Exercise task:
Replace "gray wall" with "concrete wall" and reproduce the entries with everything else unchanged. Begin at the line that contains "the camouflage uniform" and stop after the line that contains "x=470 y=165".

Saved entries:
########
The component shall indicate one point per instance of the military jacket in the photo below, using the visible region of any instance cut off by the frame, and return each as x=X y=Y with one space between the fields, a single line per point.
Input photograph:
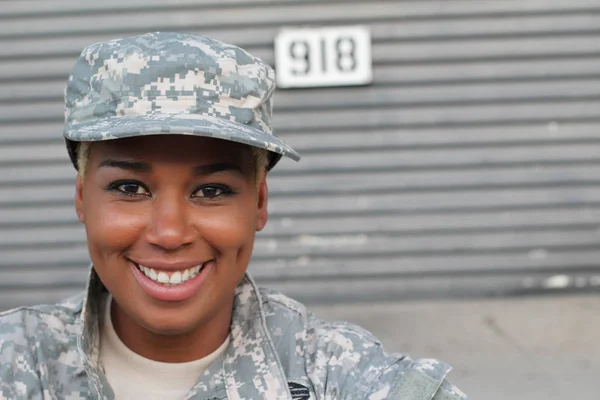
x=278 y=350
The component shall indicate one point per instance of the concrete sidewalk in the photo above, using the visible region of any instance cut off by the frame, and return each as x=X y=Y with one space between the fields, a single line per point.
x=520 y=348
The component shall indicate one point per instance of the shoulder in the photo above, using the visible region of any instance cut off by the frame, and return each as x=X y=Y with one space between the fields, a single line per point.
x=33 y=336
x=345 y=360
x=24 y=321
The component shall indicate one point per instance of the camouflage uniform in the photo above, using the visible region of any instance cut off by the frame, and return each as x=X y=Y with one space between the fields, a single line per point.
x=173 y=83
x=278 y=351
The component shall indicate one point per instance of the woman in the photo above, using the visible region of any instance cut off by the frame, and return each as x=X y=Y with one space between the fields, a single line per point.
x=171 y=136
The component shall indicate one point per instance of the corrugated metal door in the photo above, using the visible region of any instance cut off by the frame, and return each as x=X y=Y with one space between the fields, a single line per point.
x=470 y=166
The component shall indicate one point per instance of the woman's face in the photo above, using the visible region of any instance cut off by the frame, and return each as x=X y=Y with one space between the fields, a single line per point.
x=170 y=223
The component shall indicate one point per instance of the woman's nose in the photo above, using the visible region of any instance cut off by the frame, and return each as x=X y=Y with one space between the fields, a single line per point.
x=170 y=228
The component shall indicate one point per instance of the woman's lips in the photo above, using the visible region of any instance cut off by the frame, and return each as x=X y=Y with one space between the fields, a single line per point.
x=170 y=285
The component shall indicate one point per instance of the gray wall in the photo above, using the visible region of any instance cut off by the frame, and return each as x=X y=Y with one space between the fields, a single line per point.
x=470 y=165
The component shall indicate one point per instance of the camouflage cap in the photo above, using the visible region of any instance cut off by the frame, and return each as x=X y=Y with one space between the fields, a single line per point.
x=171 y=83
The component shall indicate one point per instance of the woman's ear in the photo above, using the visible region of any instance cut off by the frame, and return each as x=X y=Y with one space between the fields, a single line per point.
x=263 y=196
x=79 y=199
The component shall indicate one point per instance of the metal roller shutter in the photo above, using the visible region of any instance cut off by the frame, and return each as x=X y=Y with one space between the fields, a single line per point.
x=470 y=166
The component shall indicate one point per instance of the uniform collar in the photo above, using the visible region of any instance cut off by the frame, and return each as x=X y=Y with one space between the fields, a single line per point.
x=250 y=367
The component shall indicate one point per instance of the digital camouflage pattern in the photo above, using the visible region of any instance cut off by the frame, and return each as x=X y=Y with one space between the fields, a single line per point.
x=161 y=83
x=165 y=83
x=52 y=352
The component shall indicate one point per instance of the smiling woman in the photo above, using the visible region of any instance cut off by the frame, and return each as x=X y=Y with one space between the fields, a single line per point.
x=171 y=136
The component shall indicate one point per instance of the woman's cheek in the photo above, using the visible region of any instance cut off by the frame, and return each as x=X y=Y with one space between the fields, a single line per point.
x=114 y=227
########
Task output:
The component shall indicate one point per instance of the camouflage uniform in the photo above, using the visible region of any instance cut off by the frame, and return each as x=X y=Y with one space between the fields, a single line per point.
x=173 y=83
x=278 y=351
The component shall indicate one point per instance of the woman in the photo above, using the visible region of any instance cut off by the frame, and return each as x=X y=Y with one space between the fields, a single line per point.
x=171 y=136
The component shall indicate one point per instance of the corrugated metal door in the photo above, using the visible region of any instance cut off by the frame, and return each as x=X y=Y with one space between the fields, a single line per point.
x=470 y=166
The component shall indicate one point per instance of the woman's face in the photo above, using the visible region of any instance cut off by the frame, and return each as x=X y=Y with one space between the fields, a single line per point.
x=170 y=223
The component shall indicate one point per instance of the woman's nose in the photo above, using the visible region of any instance cut off by the frame, and return each as x=X y=Y with one space between the fields, a single line per point.
x=170 y=228
The component shall indicate one point per instance of the woman's lips in the photo above, using the visible region of any instance cut off by the frame, and return each as x=X y=Y with one space between the fields, a single line per point.
x=170 y=285
The component shall indicate one point per instance of the concrete wall in the photo above, using the visible region of any instance cut off by the frame, and return each as x=X y=Y with one space between the fields, a single line per point.
x=470 y=165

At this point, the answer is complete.